§ **EXTRAIT CHOISI**:
Propos recueillis par Anne Chemin Publié le 16 septembre 2022
Dans Moi aussi. La nouvelle civilité sexuelle (Seuil, 400 pages, 22 euros), la sociologue du droit Irène Théry, directrice d’études à l’Ecole des hautes études en sciences sociales, réinscrit le mouvement #metoo dans la – longue – histoire de la norme de consentement.
Votre nouvel ouvrage inaugure une collection dirigée par l’historien Ivan Jablonka qui veut favoriser la rencontre entre « toutes les écritures du réel ». Il est à la fois un essai de sciences sociales et un témoignage à la première personne. En quoi ces deux registres se complètent-ils ?

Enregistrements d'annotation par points
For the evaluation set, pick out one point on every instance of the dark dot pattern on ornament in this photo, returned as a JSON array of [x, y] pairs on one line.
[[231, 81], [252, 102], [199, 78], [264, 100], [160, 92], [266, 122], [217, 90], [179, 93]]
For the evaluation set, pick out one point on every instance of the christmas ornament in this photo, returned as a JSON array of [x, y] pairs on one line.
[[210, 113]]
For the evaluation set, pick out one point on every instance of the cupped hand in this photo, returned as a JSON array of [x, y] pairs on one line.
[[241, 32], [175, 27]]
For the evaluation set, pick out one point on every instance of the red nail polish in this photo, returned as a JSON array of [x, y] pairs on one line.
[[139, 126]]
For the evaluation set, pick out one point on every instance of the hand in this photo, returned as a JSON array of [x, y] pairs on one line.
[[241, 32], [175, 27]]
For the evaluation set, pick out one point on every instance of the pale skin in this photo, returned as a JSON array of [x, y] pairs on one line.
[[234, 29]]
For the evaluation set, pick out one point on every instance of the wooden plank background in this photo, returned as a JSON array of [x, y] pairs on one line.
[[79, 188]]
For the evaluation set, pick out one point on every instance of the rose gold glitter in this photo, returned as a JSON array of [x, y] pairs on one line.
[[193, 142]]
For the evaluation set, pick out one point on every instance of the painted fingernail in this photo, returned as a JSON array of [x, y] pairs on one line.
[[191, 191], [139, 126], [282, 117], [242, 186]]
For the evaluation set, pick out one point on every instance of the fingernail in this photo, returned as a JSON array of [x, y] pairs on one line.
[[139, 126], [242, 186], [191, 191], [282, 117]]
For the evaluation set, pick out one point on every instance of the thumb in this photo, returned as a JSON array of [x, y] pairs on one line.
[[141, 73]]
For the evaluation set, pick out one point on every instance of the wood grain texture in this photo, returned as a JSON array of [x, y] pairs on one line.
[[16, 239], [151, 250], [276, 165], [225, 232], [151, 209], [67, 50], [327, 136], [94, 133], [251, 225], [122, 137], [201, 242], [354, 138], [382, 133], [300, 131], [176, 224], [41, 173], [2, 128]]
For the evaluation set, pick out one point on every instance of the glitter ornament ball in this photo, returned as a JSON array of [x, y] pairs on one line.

§ **CONSIGNE 1**:
Pourriez-vous recopier mot pour mot et en entier l'extrait choisi sur l'ouvrage d'Irène Théry ?
§ **CONSIGNE 2**:
Pouvez-vous redonner à l'identique les lignes des enregistrements qui commencent à celle contenant « of the painted » et vont jusqu'à celle contenant « [[141, 73]] », ces deux lignes comprises ?

§ **RÉPONSE ATTENDUE 1**:
Propos recueillis par Anne Chemin Publié le 16 septembre 2022
Dans Moi aussi. La nouvelle civilité sexuelle (Seuil, 400 pages, 22 euros), la sociologue du droit Irène Théry, directrice d’études à l’Ecole des hautes études en sciences sociales, réinscrit le mouvement #metoo dans la – longue – histoire de la norme de consentement.
Votre nouvel ouvrage inaugure une collection dirigée par l’historien Ivan Jablonka qui veut favoriser la rencontre entre « toutes les écritures du réel ». Il est à la fois un essai de sciences sociales et un témoignage à la première personne. En quoi ces deux registres se complètent-ils ?

§ **RÉPONSE ATTENDUE 2**:
For the evaluation set, pick out one point on every instance of the painted fingernail in this photo, returned as a JSON array of [x, y] pairs on one line.
[[191, 191], [139, 126], [282, 117], [242, 186]]
For the evaluation set, pick out one point on every instance of the fingernail in this photo, returned as a JSON array of [x, y] pairs on one line.
[[139, 126], [242, 186], [191, 191], [282, 117]]
For the evaluation set, pick out one point on every instance of the thumb in this photo, returned as a JSON array of [x, y] pairs on one line.
[[141, 73]]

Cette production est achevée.